EXERCISE: According to the paper on singularities in neural network optimization below, what bounds the gradient Frobenius norms?

____ SELECTED EXTRACT

Dispelling the Curse of Singularities in Neural Network Optimizations
Hengjie Cao, Mengyi Chen, Yifeng Yang, Fang Dong, Ruijun Huang, Anrui Chen, Jixian Zhou, Mingzhi Dong, Yujiang Wang, Dongsheng Li, Wenyi Fang, Yuanyi Lin, Fan Wu, Li Shang
TL;DR
The paper identifies a curse of singularities in neural network optimization, where mutually reinforcing growth of parametric and representation singularities leads to training instability and sharp loss explosions. Through a combination of theory on a one-layer Transformer and empirical observations, it shows that gradient updates amplify dominant singular directions and that gradient norms become less constrained as singularity grows. To mitigate this, the authors propose Parametric Singularity Smoothing (PSS), a lightweight mechanism that detects instability via gradient norms and smooths the dominant spectrum of weight matrices, preserving learned directions and improving trainability. Extensive experiments across BERT, GPT-2, and larger models demonstrate that PSS expands the stable learning-rate range, reduces instability, and maintains or improves downstream performance with minimal computational overhead, offering a practical stabilization tool for large-scale training.
Abstract
This work investigates the optimization instability of deep neural networks from a less-explored yet insightful perspective: the emergence and amplification of singularities in the parametric space. Our analysis reveals that parametric singularities inevitably grow with gradient updates and further intensify alignment with representations, leading to increased singularities in the representation space. We show that the gradient Frobenius norms are bounded by the top singular values of the weight matrices, and as training progresses, the mutually reinforcing growth of weight and representation singularities, termed the curse of singularities, relaxes these bounds, escalating the risk of sharp loss explosions. To counter this, we propose Parametric Singularity Smoothing (PSS), a lightweight, flexible, and effective method for smoothing the singular spectra of weight matrices. Extensive experiments across diverse datasets, architectures, and optimizers demonstrate that PSS mitigates instability, restores trainability even after failure, and improves both training efficiency and generalization.

________
____ INPUT DATA

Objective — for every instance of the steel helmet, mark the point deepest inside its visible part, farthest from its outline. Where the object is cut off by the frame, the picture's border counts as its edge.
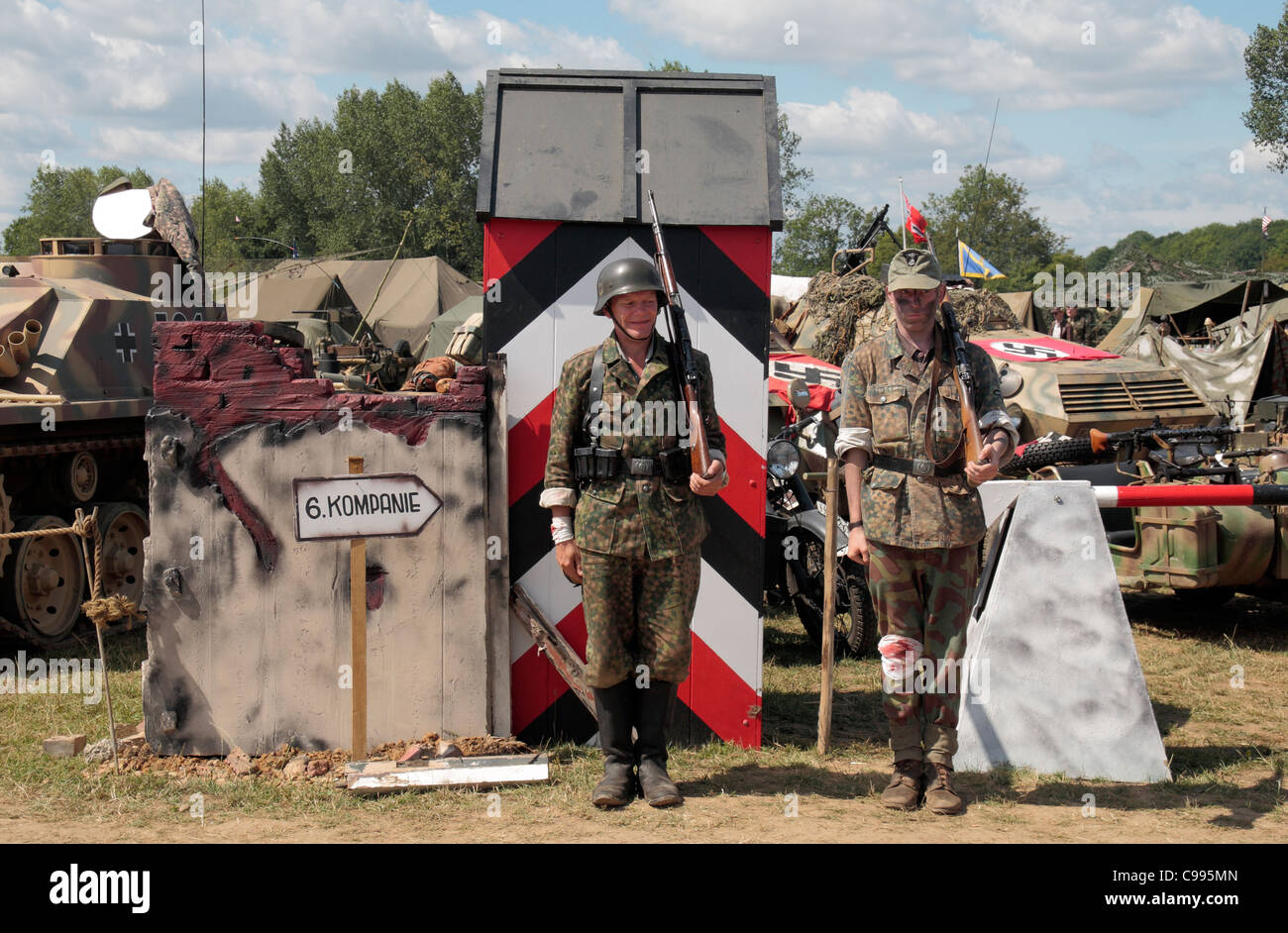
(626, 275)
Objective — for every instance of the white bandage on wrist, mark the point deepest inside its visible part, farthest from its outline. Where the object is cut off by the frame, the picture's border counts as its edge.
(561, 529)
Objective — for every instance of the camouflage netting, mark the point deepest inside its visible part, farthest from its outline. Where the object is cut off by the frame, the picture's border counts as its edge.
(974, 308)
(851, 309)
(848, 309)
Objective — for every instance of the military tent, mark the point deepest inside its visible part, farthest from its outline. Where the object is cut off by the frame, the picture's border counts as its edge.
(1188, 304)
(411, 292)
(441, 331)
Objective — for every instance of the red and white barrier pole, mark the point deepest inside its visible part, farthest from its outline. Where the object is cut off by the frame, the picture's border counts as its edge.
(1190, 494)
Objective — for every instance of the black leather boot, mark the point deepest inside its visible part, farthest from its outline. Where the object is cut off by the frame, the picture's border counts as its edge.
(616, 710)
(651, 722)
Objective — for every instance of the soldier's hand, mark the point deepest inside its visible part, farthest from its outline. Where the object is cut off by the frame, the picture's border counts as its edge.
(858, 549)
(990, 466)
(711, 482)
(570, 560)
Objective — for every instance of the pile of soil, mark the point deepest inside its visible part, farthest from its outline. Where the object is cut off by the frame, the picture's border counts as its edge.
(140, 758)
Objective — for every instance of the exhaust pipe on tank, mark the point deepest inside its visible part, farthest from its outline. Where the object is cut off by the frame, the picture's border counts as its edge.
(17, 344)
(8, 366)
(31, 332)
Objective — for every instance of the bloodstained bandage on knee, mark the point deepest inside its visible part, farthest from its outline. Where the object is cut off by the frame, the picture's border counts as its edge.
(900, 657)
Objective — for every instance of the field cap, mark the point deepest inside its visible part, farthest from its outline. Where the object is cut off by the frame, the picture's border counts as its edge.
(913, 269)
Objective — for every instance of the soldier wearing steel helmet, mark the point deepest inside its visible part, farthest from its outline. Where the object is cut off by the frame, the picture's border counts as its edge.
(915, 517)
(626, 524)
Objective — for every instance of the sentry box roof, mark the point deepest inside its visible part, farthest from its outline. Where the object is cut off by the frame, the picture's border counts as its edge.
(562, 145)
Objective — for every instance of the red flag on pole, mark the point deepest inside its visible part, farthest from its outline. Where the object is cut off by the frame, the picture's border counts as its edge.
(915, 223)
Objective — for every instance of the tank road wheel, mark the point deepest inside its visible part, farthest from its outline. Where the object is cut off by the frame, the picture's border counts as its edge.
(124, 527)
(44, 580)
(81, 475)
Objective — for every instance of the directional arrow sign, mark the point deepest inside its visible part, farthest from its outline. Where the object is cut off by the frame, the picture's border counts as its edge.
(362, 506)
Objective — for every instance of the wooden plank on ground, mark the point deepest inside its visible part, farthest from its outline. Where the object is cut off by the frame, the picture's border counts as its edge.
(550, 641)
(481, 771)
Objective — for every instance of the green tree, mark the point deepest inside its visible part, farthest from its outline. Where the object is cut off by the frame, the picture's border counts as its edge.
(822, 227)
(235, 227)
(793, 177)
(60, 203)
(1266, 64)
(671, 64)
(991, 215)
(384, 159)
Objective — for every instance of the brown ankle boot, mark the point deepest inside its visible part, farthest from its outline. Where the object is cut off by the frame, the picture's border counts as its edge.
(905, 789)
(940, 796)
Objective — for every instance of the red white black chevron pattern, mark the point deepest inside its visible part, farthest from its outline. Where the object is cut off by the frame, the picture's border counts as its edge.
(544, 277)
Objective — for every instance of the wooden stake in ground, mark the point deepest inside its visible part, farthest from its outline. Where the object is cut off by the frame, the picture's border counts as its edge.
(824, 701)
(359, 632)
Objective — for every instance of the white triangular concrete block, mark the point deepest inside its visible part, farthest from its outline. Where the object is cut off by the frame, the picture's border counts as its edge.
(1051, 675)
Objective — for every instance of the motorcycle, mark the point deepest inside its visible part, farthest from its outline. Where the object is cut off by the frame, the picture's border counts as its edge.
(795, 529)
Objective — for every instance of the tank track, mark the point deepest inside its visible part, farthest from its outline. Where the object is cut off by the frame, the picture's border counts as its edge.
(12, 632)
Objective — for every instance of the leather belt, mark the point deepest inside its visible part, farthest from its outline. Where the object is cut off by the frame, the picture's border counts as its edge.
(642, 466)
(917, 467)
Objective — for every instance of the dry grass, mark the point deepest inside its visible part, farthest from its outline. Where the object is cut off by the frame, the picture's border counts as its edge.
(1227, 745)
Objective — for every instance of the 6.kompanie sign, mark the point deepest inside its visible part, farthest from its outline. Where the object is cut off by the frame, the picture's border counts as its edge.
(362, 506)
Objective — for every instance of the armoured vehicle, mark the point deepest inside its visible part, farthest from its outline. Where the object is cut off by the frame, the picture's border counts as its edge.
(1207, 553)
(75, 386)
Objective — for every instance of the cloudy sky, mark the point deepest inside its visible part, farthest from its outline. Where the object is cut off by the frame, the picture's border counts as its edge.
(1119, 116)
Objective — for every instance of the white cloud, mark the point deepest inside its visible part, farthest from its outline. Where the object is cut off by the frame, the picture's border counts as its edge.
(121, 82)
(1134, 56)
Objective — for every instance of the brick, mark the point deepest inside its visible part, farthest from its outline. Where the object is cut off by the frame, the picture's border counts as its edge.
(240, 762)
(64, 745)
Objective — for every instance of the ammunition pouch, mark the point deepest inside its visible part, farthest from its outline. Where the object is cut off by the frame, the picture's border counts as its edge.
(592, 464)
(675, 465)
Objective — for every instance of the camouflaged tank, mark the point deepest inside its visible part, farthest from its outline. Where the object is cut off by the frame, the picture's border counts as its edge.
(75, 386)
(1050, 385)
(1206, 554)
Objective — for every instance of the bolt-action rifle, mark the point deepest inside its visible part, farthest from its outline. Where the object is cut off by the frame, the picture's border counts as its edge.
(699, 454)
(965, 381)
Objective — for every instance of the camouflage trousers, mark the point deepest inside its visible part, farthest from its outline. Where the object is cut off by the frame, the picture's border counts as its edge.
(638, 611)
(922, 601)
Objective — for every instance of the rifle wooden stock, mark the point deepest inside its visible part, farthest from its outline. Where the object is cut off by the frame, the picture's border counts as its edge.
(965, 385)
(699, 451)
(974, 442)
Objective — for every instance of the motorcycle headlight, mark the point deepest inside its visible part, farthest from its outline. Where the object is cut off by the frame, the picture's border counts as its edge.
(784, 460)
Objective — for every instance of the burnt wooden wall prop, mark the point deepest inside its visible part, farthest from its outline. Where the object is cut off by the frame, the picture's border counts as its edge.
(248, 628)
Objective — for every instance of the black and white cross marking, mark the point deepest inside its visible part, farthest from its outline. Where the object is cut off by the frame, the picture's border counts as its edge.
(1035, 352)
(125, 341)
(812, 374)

________

SOLVED PROBLEM: The top singular values of the weight matrices.